### Task requirements
Gather each line below that contains the word "knife" and copy those lines out in full.

[Collected data]
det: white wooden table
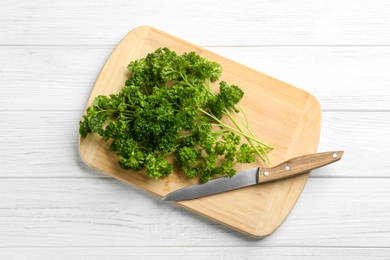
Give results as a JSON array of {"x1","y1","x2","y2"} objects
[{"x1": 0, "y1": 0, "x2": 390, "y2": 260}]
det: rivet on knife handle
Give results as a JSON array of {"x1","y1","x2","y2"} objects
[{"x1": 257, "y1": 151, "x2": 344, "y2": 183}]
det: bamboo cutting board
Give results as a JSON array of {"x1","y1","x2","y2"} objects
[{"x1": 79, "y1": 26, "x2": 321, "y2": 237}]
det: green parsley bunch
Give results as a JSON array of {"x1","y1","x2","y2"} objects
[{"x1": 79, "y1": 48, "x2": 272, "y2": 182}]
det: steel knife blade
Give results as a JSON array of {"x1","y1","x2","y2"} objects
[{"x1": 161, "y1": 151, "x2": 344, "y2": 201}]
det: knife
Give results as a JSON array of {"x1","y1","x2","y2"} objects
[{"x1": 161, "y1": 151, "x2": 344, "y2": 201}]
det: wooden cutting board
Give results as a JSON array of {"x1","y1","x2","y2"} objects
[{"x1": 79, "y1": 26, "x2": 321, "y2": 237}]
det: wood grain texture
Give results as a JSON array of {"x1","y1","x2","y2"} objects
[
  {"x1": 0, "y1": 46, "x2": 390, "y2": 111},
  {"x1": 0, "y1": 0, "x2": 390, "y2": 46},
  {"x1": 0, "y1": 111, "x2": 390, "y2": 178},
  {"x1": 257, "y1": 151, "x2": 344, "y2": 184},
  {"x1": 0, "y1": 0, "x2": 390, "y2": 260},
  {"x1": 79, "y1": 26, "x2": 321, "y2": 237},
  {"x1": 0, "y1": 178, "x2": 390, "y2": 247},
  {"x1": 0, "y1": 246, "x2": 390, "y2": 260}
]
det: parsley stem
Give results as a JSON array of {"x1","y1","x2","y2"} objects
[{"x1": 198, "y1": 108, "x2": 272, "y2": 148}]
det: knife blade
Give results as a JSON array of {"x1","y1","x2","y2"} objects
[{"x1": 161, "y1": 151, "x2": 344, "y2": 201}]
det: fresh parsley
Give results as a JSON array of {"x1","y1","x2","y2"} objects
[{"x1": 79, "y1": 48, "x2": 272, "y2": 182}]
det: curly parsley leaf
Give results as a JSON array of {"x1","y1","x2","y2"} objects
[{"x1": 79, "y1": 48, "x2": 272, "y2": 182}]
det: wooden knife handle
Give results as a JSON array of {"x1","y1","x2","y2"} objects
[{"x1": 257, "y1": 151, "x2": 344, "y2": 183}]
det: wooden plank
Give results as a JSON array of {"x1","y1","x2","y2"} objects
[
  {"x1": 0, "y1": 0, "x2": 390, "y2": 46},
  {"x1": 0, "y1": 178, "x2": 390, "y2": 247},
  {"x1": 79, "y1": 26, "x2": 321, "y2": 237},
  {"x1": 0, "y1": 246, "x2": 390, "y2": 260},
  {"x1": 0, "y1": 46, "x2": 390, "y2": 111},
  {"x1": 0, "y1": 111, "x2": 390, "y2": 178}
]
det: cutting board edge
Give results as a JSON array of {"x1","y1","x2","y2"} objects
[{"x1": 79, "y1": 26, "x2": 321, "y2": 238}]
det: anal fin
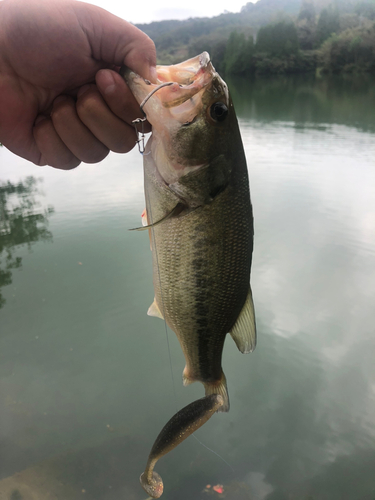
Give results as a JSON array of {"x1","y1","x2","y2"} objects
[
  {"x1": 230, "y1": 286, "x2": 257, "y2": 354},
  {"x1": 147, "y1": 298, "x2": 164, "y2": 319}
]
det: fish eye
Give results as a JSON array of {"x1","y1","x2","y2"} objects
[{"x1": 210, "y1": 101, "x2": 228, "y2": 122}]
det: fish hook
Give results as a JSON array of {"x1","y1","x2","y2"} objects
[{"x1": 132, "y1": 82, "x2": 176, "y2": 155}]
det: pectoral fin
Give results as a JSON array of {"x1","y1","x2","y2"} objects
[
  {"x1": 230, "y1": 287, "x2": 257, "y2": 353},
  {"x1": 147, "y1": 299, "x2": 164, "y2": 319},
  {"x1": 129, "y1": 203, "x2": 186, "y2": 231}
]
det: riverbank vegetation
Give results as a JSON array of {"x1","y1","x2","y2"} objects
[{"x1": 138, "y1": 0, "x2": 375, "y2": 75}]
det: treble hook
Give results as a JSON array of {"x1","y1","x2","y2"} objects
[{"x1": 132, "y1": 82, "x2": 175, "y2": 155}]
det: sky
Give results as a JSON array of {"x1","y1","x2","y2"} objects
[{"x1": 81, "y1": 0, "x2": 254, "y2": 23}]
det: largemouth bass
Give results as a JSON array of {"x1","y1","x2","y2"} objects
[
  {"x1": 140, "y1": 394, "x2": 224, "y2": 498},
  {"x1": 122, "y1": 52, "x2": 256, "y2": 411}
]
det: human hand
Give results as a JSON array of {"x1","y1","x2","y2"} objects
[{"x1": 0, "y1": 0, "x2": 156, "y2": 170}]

### Solution for this task
det: rivet on knife handle
det: steel knife blade
det: knife
det: knife blade
det: wooden knife handle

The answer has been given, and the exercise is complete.